**STATED GOAL:** Word for word, give the material below again, minus any images.

**STORED DATA:**
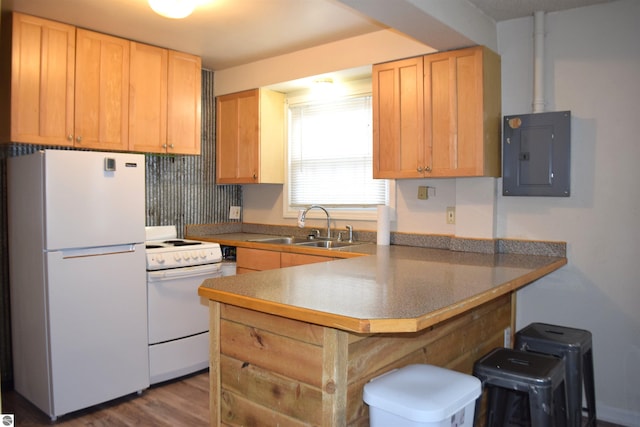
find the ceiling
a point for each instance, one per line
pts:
(227, 33)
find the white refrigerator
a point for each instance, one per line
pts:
(77, 277)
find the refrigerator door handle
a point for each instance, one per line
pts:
(97, 251)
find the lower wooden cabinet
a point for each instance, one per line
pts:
(249, 259)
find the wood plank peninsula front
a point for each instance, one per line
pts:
(295, 346)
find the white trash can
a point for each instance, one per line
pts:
(422, 396)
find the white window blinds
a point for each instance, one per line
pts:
(330, 154)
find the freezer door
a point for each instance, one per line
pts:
(97, 326)
(93, 198)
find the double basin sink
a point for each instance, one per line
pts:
(317, 242)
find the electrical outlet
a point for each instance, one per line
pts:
(451, 214)
(507, 337)
(234, 212)
(423, 192)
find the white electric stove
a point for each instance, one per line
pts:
(178, 317)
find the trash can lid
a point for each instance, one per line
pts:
(423, 393)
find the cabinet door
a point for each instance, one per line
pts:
(148, 98)
(462, 113)
(398, 117)
(288, 259)
(42, 81)
(237, 138)
(184, 103)
(256, 259)
(102, 91)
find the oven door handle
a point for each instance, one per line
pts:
(207, 270)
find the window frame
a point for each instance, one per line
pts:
(354, 88)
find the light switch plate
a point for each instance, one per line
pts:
(423, 192)
(234, 212)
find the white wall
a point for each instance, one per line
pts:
(593, 69)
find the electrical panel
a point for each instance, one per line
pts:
(536, 155)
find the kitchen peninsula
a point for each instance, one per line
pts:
(295, 346)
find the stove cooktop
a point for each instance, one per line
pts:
(170, 252)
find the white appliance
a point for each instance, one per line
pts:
(77, 273)
(178, 317)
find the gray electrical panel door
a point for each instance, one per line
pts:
(537, 154)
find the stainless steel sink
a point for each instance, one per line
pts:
(327, 244)
(317, 242)
(281, 240)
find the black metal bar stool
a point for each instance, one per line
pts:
(511, 376)
(574, 346)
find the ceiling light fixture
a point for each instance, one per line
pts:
(176, 9)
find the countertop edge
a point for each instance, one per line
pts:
(377, 325)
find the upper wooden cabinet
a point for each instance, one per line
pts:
(184, 103)
(438, 115)
(250, 137)
(101, 118)
(165, 101)
(74, 87)
(37, 81)
(148, 98)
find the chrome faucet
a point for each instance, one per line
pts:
(304, 214)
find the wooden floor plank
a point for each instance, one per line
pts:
(182, 402)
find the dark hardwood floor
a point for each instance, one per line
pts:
(182, 402)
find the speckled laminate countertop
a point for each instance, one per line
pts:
(389, 289)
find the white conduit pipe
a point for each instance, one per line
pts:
(538, 65)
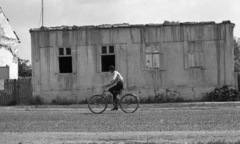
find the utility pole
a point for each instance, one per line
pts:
(42, 13)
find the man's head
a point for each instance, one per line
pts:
(111, 68)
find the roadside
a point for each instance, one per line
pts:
(120, 137)
(142, 106)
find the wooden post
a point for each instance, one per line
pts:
(15, 91)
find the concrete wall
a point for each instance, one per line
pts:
(8, 48)
(175, 76)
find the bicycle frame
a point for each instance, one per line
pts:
(107, 98)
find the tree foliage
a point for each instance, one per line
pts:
(24, 69)
(236, 56)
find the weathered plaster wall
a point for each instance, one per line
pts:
(175, 75)
(8, 48)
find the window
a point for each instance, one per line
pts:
(65, 60)
(152, 56)
(195, 54)
(107, 57)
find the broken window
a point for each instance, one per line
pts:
(65, 60)
(107, 57)
(195, 54)
(152, 56)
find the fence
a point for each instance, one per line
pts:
(16, 92)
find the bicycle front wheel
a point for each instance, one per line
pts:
(97, 104)
(129, 103)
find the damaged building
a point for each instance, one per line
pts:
(8, 50)
(177, 60)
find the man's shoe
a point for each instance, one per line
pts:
(115, 108)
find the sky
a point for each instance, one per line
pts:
(25, 14)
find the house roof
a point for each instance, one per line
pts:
(6, 31)
(123, 25)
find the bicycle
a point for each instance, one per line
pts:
(97, 104)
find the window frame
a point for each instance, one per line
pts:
(193, 55)
(107, 54)
(65, 55)
(152, 53)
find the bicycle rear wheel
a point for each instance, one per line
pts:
(97, 104)
(129, 103)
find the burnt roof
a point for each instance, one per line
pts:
(124, 25)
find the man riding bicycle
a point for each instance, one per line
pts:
(116, 83)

**RESPONSE FOR THIS EXERCISE:**
find the ceiling
a point for each instance, one per line
pts:
(227, 33)
find the white refrigerator
a point for each instance, one per line
pts:
(77, 277)
find the refrigerator door handle
a point for each instance, one per line
pts:
(97, 251)
find the lower wooden cabinet
a point for each instance, one per line
pts:
(249, 259)
find the wood plank peninsula front
a point for each instance, one per line
pts:
(295, 346)
find the white trash can
a point for each instance, one per line
pts:
(422, 396)
find the white window blinds
a point for each instance, one per line
pts:
(330, 154)
find the freezer door
a point for each instance, one per line
pts:
(97, 326)
(93, 198)
find the double basin sink
a point for each instance, one per line
pts:
(317, 242)
find the electrical outlet
a point for each instance, one per line
pts:
(451, 214)
(507, 337)
(234, 212)
(423, 192)
find the white electric stove
a point for each instance, one per line
pts:
(178, 317)
find the trash can lid
a point for each instance, one per line
pts:
(423, 393)
find the cabinet door
a point for each instance, one per line
pts:
(148, 98)
(462, 113)
(398, 117)
(288, 259)
(42, 81)
(237, 138)
(184, 103)
(256, 259)
(102, 91)
find the oven door handle
a point for each instance, one per line
pts:
(207, 270)
find the window frame
a point for each instance, one per line
pts:
(354, 88)
find the light switch plate
a point for each instance, one per line
pts:
(423, 192)
(234, 212)
find the white wall
a point for each instance, one per line
pts:
(593, 69)
find the electrical panel
a point for each instance, one per line
pts:
(536, 155)
find the kitchen peninsula
a point for each instance, one per line
pts:
(295, 346)
find the stove cooktop
a point for each instance, one per line
pts:
(170, 252)
find the white appliance
a point for each instance, one per line
pts:
(77, 273)
(178, 317)
find the gray electrical panel door
a point for each instance, one per line
pts:
(537, 154)
find the stainless steel sink
a point for each instance, one per line
pts:
(327, 244)
(317, 242)
(281, 240)
find the black metal bar stool
a point for each instance, one per line
pts:
(511, 376)
(574, 346)
find the ceiling light fixture
a point for each instance, one per line
pts:
(176, 9)
find the countertop edge
a point for each instance, one per line
pts:
(377, 325)
find the upper wooden cabinet
a point for each instance, one per line
pts:
(184, 103)
(438, 115)
(250, 137)
(101, 118)
(165, 101)
(74, 87)
(37, 81)
(148, 98)
find the chrome faucet
a point for each instance, one per line
pts:
(304, 214)
find the wooden floor plank
a point for each instance, one per line
pts:
(182, 402)
find the dark hardwood floor
a point for each instance, one per line
pts:
(182, 402)
find the speckled laminate countertop
a point for each instance, one per line
pts:
(389, 289)
find the white conduit pipe
a point for each instance, one per line
pts:
(538, 65)
find the utility pole
a point for each instance, one per line
pts:
(42, 13)
find the man's head
a point for each instance, one per line
pts:
(111, 68)
find the roadside
a point for each instance, one per line
pts:
(120, 137)
(142, 106)
find the wooden post
a point for each instance, one per line
pts:
(15, 91)
find the concrete wall
a point for each instance, one per line
pts:
(8, 48)
(175, 76)
find the bicycle frame
a point for each instance, one per line
pts:
(107, 98)
find the tree foliage
a point for each instance, one per line
pts:
(24, 69)
(236, 56)
find the weathered plaster wall
a point for each instance, one per line
pts:
(175, 75)
(8, 48)
find the window
a point for each instance, one per line
pts:
(65, 60)
(152, 56)
(195, 54)
(107, 57)
find the broken window
a point for each instance, one per line
pts:
(65, 60)
(107, 57)
(195, 54)
(152, 56)
find the fence
a point for each instance, one per line
pts:
(16, 92)
find the bicycle front wheel
a point for each instance, one per line
pts:
(97, 104)
(129, 103)
find the damaged building
a point for each instance, one per line
pts:
(8, 50)
(177, 60)
find the man's shoe
a point for each instance, one per line
pts:
(115, 108)
find the sky
a point for each instance, one per line
pts:
(25, 14)
find the house roof
a point for each instance, one per line
pts:
(6, 31)
(123, 25)
find the bicycle
a point for each instance, one per line
pts:
(97, 104)
find the window frame
a point for each instance, one per line
pts:
(193, 55)
(107, 54)
(65, 55)
(152, 53)
find the bicycle rear wheel
a point for each instance, one per line
pts:
(97, 104)
(129, 103)
find the burnt roof
a point for each instance, one per line
pts:
(124, 25)
find the man riding bicycle
a point for each instance, one per line
pts:
(116, 83)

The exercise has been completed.